[Data extracted from a collection]

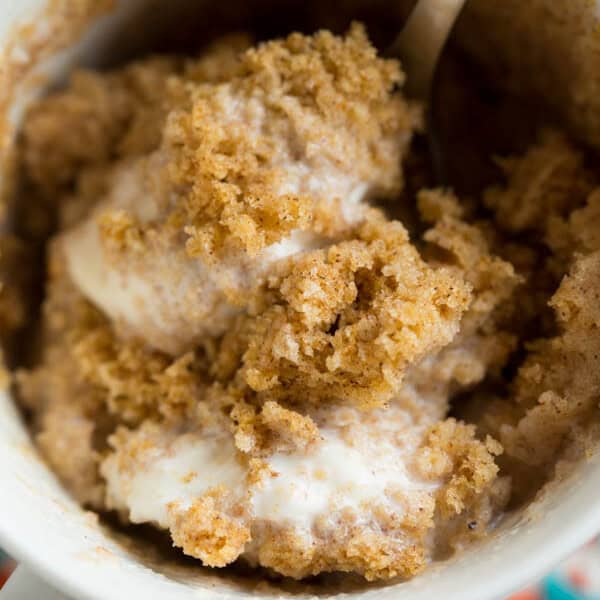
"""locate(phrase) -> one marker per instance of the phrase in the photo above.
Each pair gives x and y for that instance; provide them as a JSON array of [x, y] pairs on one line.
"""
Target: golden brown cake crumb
[[238, 348]]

**EXERCISE GOAL**
Gather all lines of the records that include the word "instance".

**FINISHED EXERCISE**
"""locate(phrase) -> one marker per instance of the phrase in the photo above.
Each pair gives x and y for that instance; provide them as a JSON array of [x, y] pairs on one line.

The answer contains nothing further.